Extracted information:

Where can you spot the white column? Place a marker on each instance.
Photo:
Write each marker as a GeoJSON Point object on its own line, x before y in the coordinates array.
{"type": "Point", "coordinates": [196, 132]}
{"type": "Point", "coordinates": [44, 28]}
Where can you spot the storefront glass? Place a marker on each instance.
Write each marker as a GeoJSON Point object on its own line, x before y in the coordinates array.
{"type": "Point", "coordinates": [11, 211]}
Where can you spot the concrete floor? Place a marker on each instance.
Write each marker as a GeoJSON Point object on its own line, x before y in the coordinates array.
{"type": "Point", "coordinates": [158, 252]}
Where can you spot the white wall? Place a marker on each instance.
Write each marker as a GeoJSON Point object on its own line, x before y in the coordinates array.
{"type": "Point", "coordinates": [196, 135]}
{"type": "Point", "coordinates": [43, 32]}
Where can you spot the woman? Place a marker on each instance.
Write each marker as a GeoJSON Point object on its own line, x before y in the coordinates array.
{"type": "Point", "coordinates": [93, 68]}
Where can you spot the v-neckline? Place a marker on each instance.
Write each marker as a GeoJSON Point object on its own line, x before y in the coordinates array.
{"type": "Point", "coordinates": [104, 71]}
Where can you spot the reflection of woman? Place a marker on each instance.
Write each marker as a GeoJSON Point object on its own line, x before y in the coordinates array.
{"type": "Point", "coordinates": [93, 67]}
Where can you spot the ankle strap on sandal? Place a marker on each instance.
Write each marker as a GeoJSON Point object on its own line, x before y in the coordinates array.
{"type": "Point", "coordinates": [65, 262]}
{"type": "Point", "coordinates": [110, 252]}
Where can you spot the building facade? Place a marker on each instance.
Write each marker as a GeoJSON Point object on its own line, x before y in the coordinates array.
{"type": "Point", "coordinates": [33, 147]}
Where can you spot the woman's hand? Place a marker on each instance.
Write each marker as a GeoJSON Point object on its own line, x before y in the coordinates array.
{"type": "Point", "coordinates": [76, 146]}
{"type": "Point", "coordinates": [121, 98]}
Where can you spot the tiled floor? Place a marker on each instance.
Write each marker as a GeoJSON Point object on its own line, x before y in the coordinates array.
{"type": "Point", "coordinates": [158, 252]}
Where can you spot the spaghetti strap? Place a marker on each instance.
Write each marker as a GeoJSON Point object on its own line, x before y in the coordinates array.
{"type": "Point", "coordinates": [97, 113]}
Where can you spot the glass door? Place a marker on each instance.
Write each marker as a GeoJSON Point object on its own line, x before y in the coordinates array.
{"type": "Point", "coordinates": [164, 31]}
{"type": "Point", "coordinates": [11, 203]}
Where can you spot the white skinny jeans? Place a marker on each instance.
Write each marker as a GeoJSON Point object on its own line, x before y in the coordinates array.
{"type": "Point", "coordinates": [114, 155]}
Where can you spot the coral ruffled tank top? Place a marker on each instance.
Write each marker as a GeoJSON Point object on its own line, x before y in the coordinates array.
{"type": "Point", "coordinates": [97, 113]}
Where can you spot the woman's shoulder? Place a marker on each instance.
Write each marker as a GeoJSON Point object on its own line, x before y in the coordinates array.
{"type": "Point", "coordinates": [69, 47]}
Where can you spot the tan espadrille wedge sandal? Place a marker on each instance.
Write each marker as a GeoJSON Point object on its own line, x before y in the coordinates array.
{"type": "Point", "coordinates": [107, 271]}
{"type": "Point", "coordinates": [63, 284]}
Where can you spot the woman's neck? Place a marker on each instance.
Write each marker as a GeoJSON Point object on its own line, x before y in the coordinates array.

Prompt: Rescale the listing above, starting at the line containing "Where can you spot the white skinny" and running through the final line. Rewrite those lines in full, requests included, with each coordinate in the answers multiplied by 0.3 and rounded to a whole number, halves rounded up.

Response below:
Where can you spot the white skinny jeans? Place a marker on each instance.
Write each marker as a GeoJSON Point object on its own line, x before y in the coordinates array.
{"type": "Point", "coordinates": [34, 47]}
Where can you spot the coral ruffled tank top? Place a marker on each instance.
Write each marker as a GeoJSON Point object on its own line, x before y in the coordinates array.
{"type": "Point", "coordinates": [29, 34]}
Where can you spot the woman's shoulder? Place a marker on each instance.
Write each marker as a GeoJSON Point object on its own line, x before y in the coordinates array.
{"type": "Point", "coordinates": [21, 14]}
Where can you spot the tan espadrille wedge sandal? Place a marker on each instance.
Write each marker as a GeoJSON Point object on its own line, x before y in the coordinates array.
{"type": "Point", "coordinates": [32, 81]}
{"type": "Point", "coordinates": [19, 85]}
Where can you spot the woman's neck? Place a marker on each instance.
Write each marker as a GeoJSON Point object on its own line, x before y in the coordinates array.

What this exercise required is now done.